Objectif → Dans l'extrait du texte, que désignent les « fuites de carbone » ?

***** Extrait du texte *****

Le traité Euratom reste inchangé depuis 1958 et ce n'est pas par hasard

 Cercle des Européens: L'Europe a toujours été à l'avant-garde de la lutte contre le réchauffement climatique. On voit bien qu'elle fait aujourd'hui un peu cavalier seul en la matière. Cela ne risque-t-il pas de nous coûter quelques problèmes de compétitivité ?

Philipp Lowe: La Conférence sur le climat de Durban a montré que tous les pays sont maintenant prêts à aller de l'avant et agir par rapport au changement climatique. Cependant, il faudra encore du temps avant qu'un véritable cadre juridique soit établi. C'est pour cette raison que la législation sur le climat actuellement en vigueur contient des dispositions qui prennent en compte les impacts négatifs sur la compétitivité, applicables en absence d'un accord international impliquant tous les principaux responsables d'émissions. Il existe des dispositions pour protéger les entreprises soumises à une forte concurrence internationale, afin d'éviter les «fuites de carbone», c'est-à-dire le déménagement des entreprises dans des pays où les réglementations sont moins strictes. Ces dispositions seront révisées seulement si les conditions internationales sont équitables.

***** Lignes affichées *****

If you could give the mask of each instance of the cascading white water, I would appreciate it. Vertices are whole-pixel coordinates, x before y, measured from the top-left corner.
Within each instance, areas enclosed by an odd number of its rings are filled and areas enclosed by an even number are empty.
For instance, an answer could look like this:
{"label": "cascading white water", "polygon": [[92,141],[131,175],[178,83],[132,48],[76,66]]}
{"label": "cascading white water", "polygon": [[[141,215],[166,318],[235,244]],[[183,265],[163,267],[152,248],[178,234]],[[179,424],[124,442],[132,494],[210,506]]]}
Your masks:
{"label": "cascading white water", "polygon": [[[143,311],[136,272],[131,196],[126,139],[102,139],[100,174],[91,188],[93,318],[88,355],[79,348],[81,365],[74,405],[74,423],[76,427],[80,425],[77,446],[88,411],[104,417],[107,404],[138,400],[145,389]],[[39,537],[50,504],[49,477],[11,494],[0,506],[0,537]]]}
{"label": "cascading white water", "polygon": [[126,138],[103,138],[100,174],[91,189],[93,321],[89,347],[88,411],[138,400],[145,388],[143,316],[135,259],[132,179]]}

*****
***** Lignes affichées *****

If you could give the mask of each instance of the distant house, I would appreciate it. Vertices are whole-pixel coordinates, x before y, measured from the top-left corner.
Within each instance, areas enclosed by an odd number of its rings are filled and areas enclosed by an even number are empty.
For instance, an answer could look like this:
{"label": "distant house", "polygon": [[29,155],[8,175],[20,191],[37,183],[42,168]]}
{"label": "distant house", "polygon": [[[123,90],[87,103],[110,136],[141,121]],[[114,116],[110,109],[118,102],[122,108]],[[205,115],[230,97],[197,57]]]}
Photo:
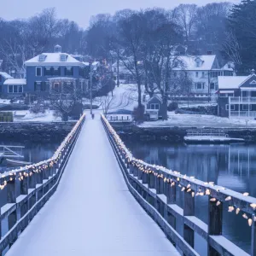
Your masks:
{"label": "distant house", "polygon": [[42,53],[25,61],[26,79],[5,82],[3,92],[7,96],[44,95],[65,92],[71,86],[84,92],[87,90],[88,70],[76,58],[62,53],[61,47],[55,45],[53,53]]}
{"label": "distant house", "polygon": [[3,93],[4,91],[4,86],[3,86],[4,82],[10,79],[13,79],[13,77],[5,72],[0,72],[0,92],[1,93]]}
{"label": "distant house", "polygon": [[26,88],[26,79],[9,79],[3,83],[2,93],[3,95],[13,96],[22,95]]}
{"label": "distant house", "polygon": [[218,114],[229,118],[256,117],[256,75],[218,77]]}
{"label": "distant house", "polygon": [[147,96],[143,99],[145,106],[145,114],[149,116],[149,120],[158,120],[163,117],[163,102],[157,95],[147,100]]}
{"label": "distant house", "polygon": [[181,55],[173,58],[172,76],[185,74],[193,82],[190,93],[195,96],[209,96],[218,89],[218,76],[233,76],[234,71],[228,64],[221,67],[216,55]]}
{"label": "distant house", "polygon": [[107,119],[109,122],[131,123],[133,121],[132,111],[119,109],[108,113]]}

*****
***** Lignes affichées *****

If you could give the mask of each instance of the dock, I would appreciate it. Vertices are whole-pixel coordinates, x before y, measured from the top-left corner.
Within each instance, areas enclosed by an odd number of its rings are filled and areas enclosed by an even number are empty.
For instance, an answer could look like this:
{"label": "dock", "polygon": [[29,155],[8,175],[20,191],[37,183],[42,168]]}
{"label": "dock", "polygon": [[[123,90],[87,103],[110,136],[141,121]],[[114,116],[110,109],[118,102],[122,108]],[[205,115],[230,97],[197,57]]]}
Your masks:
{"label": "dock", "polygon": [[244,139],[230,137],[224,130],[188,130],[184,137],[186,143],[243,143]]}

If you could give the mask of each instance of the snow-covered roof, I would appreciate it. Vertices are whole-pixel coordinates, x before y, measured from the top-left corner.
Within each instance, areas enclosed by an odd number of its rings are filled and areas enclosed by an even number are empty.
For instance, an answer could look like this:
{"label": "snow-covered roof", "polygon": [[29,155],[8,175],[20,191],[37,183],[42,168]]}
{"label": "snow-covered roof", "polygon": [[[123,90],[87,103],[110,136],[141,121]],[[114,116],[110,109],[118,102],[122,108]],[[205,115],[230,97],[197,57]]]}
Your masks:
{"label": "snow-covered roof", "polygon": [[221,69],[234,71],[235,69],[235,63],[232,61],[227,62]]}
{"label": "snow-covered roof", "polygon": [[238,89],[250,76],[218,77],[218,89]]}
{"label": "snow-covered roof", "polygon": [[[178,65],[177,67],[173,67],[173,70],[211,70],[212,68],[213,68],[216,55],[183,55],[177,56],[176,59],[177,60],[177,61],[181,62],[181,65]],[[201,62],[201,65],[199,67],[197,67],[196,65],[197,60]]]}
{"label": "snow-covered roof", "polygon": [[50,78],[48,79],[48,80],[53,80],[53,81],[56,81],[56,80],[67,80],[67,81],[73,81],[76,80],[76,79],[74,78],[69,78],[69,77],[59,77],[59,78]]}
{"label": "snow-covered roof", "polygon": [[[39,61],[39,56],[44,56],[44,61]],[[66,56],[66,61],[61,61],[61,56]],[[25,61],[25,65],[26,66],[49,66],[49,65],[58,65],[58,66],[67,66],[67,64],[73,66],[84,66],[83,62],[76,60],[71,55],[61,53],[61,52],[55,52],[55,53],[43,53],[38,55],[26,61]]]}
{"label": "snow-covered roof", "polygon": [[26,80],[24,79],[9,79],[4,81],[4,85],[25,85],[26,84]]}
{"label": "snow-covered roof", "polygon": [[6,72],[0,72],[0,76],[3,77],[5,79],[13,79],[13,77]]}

*****

Solution → Le déménagement des entreprises dans des pays où les réglementations sont moins strictes.